Extracted entries ->
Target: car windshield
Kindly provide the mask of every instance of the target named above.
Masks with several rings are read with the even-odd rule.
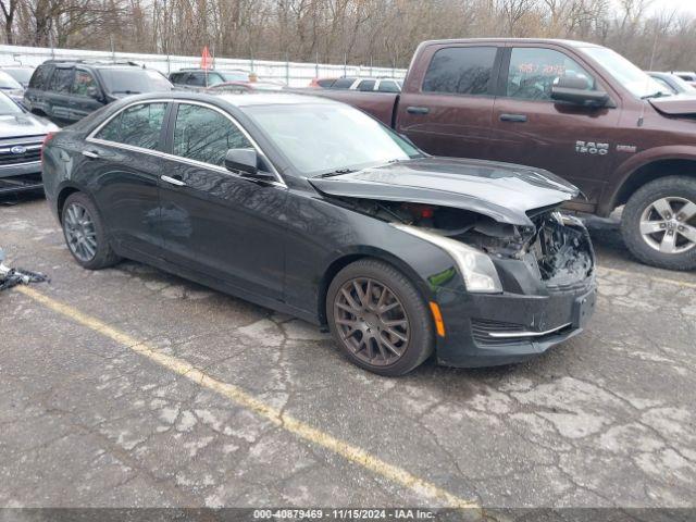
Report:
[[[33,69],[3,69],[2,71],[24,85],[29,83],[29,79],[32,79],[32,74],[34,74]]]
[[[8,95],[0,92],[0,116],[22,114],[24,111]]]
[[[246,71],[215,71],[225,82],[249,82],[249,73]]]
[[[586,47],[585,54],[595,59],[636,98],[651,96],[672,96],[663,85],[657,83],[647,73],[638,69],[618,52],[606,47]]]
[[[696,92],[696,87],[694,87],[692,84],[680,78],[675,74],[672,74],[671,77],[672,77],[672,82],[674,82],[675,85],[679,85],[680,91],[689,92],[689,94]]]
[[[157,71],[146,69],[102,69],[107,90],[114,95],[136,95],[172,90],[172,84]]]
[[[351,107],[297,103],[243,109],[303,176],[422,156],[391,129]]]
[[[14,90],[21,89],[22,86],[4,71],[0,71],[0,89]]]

* * *

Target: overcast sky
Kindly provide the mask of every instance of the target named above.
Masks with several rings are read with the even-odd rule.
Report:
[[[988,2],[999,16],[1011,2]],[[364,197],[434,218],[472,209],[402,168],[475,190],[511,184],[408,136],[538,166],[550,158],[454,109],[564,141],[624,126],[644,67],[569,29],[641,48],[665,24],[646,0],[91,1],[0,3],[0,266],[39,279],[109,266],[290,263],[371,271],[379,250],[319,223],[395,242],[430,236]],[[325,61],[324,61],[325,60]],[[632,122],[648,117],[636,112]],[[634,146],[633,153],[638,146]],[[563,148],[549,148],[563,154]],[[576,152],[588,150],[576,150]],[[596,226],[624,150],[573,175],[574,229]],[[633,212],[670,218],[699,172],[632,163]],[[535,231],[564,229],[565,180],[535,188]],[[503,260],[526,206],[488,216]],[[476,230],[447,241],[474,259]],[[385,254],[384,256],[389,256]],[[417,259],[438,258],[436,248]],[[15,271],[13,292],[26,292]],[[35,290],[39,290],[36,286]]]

What the task asks -> Repeat the lines from the line containing "Target: car windshield" up to and including the line containing "[[[14,90],[21,89],[22,86],[4,71],[0,71],[0,89]]]", without changing anything. Leave the pictures out of your answer.

Reply ->
Target: car windshield
Kindly provide the mask of every instance of the target named above.
Masks with several rings are read with the even-odd rule.
Report:
[[[33,69],[3,69],[2,71],[24,85],[29,83],[29,79],[32,79],[32,74],[34,74]]]
[[[8,95],[0,92],[0,116],[22,114],[24,111]]]
[[[246,71],[215,71],[225,82],[249,82],[249,73]]]
[[[586,47],[585,54],[595,59],[636,98],[651,96],[672,96],[663,85],[657,83],[647,73],[638,69],[618,52],[606,47]]]
[[[696,92],[696,87],[694,87],[692,84],[680,78],[675,74],[672,74],[671,77],[672,77],[672,82],[674,82],[675,85],[679,85],[680,91],[689,92],[689,94]]]
[[[157,71],[146,69],[102,69],[107,90],[114,95],[136,95],[172,90],[172,84]]]
[[[351,107],[297,103],[243,109],[303,176],[422,156],[391,129]]]
[[[14,90],[21,89],[22,86],[4,71],[0,71],[0,89]]]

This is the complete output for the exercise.